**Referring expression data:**

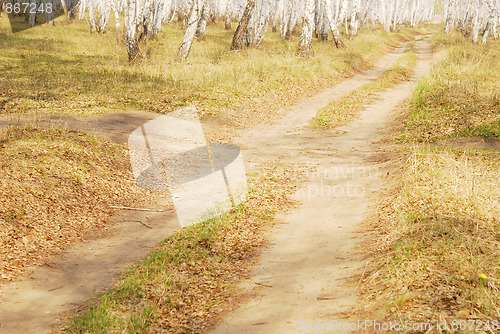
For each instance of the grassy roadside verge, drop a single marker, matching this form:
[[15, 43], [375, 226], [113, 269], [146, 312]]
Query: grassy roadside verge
[[461, 98], [345, 109], [56, 187], [184, 284], [438, 223]]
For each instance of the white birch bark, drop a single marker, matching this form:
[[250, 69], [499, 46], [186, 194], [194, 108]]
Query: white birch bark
[[192, 24], [337, 39], [305, 43]]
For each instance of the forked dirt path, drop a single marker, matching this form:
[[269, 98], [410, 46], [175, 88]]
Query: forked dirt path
[[299, 277], [309, 273]]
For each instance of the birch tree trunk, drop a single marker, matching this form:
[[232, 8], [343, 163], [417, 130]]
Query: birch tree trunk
[[449, 16], [131, 22], [202, 22], [192, 24], [475, 28], [305, 42], [337, 39], [239, 35], [491, 18]]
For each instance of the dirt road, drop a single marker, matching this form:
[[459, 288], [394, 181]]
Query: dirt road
[[308, 275], [300, 277]]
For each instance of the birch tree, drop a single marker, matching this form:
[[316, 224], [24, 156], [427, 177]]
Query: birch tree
[[192, 25], [239, 35], [305, 42]]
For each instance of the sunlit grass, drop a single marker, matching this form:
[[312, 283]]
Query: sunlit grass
[[65, 69], [462, 96]]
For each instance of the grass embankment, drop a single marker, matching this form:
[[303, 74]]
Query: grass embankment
[[461, 98], [439, 223], [56, 187], [65, 69], [347, 108], [186, 283]]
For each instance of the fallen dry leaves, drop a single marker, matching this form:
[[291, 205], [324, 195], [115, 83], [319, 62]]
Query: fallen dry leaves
[[56, 187]]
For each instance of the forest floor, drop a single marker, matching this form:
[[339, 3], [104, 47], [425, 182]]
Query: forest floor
[[303, 274]]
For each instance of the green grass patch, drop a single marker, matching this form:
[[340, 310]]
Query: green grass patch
[[461, 97], [65, 69], [347, 108], [184, 284]]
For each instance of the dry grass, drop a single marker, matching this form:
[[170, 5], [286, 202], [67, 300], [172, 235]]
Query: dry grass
[[437, 224], [462, 96], [439, 236], [56, 187], [186, 283], [65, 69]]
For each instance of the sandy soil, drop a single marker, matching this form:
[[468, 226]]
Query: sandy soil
[[301, 276], [309, 273]]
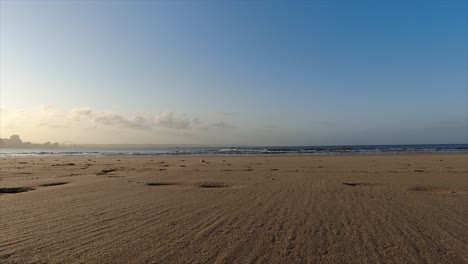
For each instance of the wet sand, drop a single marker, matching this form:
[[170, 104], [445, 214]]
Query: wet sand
[[320, 209]]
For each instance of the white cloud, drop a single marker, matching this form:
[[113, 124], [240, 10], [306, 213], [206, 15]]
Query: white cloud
[[85, 117]]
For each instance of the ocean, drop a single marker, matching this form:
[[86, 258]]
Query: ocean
[[245, 150]]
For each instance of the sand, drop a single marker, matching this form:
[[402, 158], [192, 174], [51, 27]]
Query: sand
[[267, 209]]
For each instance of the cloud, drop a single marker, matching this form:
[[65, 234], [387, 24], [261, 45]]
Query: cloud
[[220, 124], [85, 117], [170, 120]]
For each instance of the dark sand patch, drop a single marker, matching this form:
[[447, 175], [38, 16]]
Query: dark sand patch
[[15, 190], [360, 184], [53, 184], [160, 183], [421, 188], [64, 164], [105, 171], [212, 185]]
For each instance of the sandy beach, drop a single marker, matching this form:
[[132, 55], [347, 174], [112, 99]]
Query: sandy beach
[[263, 209]]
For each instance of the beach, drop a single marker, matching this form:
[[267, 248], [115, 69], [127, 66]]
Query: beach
[[234, 209]]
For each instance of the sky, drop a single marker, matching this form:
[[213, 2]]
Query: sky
[[235, 72]]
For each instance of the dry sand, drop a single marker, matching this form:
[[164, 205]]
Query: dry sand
[[335, 209]]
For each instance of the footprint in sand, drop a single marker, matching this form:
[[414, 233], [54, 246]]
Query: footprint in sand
[[53, 184], [212, 185], [15, 190], [359, 184], [160, 183]]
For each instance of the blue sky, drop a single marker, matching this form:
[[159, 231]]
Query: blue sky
[[235, 72]]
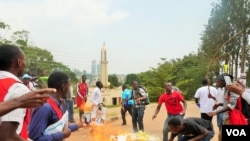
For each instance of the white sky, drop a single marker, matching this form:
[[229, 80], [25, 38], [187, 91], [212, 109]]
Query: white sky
[[137, 33]]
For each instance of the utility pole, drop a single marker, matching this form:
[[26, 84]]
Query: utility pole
[[243, 52]]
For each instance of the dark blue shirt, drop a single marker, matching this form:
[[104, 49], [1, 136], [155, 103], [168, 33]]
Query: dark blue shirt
[[41, 118]]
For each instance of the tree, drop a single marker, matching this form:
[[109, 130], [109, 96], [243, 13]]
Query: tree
[[113, 80], [132, 77]]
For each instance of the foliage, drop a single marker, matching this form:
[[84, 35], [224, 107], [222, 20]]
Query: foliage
[[132, 77], [37, 59], [113, 79]]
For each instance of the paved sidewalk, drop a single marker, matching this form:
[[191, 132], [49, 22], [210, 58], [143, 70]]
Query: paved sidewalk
[[153, 127]]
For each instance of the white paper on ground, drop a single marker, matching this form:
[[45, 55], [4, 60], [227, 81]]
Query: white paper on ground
[[58, 126], [98, 115]]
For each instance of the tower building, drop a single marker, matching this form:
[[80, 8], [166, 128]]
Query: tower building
[[104, 66]]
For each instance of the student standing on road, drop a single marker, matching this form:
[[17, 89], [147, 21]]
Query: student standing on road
[[192, 129], [127, 103], [81, 98], [52, 111], [172, 100], [202, 96], [139, 95]]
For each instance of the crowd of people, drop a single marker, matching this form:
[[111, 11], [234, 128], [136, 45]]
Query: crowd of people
[[27, 113]]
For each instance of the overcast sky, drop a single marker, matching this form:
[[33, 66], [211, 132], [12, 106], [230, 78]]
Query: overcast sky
[[137, 33]]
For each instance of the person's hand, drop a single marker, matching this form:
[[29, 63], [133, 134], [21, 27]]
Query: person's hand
[[215, 106], [153, 117], [66, 132], [43, 73], [34, 98], [236, 88], [170, 139], [198, 104], [85, 99], [211, 114]]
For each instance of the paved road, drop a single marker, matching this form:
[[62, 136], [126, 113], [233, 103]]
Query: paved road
[[151, 127]]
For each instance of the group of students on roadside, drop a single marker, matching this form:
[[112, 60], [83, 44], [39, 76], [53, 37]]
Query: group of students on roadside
[[192, 128], [16, 101]]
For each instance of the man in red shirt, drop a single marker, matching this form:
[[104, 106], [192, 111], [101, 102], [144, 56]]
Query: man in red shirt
[[81, 98], [172, 100]]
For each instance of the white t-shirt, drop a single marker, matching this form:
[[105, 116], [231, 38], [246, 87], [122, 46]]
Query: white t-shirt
[[16, 90], [220, 97], [206, 104], [96, 97]]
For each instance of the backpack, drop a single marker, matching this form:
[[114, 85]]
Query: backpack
[[245, 109], [147, 100]]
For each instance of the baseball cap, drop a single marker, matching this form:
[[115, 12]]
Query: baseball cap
[[25, 76], [221, 76]]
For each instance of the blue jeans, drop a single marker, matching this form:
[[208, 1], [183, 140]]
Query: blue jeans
[[208, 137], [219, 120], [165, 127], [137, 117], [69, 105]]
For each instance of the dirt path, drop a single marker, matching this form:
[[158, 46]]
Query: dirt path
[[151, 127]]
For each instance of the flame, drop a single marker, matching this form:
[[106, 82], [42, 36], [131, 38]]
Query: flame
[[105, 132]]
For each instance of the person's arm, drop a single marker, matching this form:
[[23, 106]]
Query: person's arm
[[75, 126], [246, 96], [197, 102], [143, 95], [239, 89], [78, 91], [156, 111], [172, 136], [41, 116], [200, 136], [30, 100], [158, 108], [231, 105], [37, 77], [93, 98], [184, 106], [8, 132]]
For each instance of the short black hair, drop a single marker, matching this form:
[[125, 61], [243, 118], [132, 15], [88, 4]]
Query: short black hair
[[98, 83], [174, 121], [204, 81], [56, 79], [221, 76], [7, 54]]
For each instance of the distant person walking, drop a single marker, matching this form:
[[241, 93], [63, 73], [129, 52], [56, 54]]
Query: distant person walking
[[139, 95], [172, 100], [127, 103], [70, 104], [97, 115], [232, 103], [203, 97], [191, 129], [81, 97]]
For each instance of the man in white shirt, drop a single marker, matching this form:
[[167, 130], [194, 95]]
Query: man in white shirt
[[96, 99], [202, 96], [240, 90]]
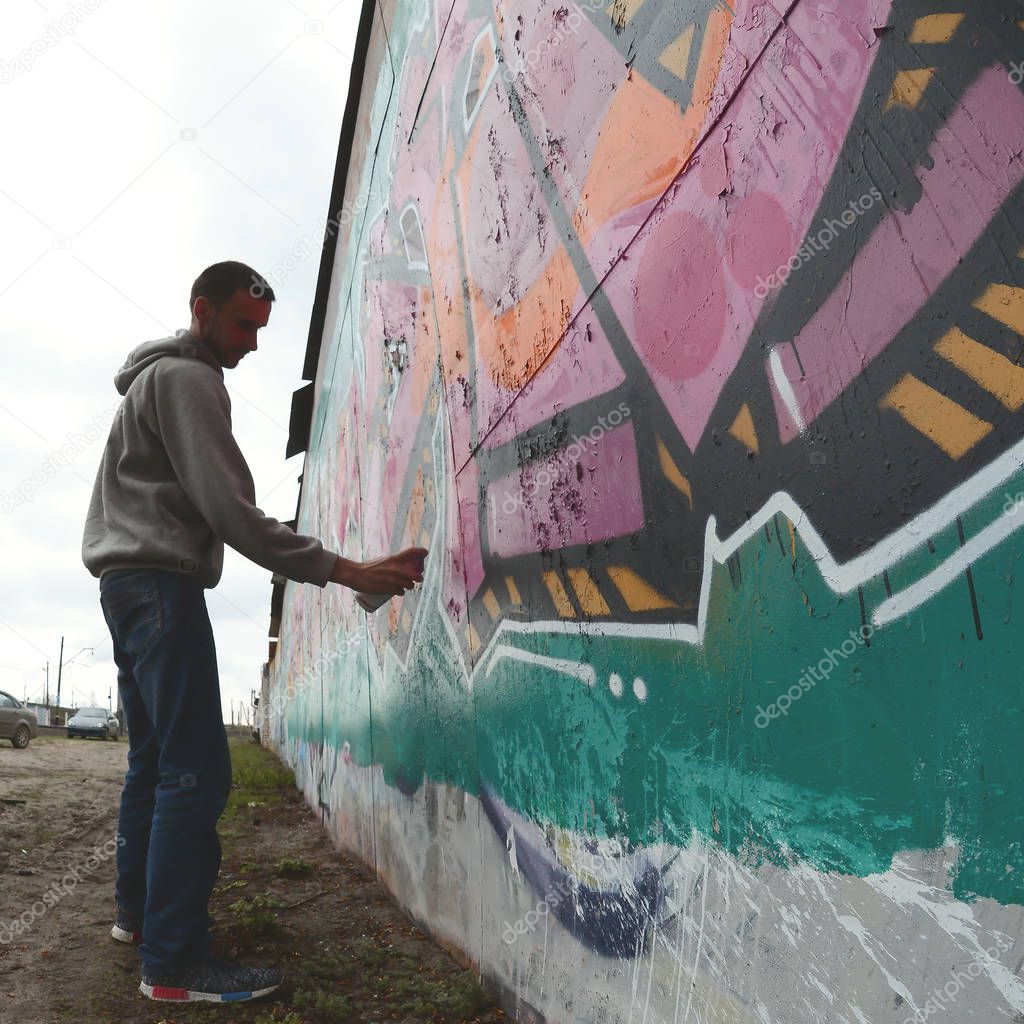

**TASK TO CARRY OUT:**
Using the data above, reproduce exactly the lines from the line that contains "Query: crowd of people" through the line that contains "[[29, 63], [133, 134], [21, 27]]", including both.

**THE COMPLETED TASK:**
Query: crowd of people
[[27, 113]]
For each instance of the overcast sky, drop a single marker, matching this form:
[[33, 66], [211, 132], [12, 106], [230, 78]]
Query: overcast sky
[[137, 33]]
For each instance of the person's hand, drop a single marker, matching this form:
[[29, 63], [133, 134], [21, 27]]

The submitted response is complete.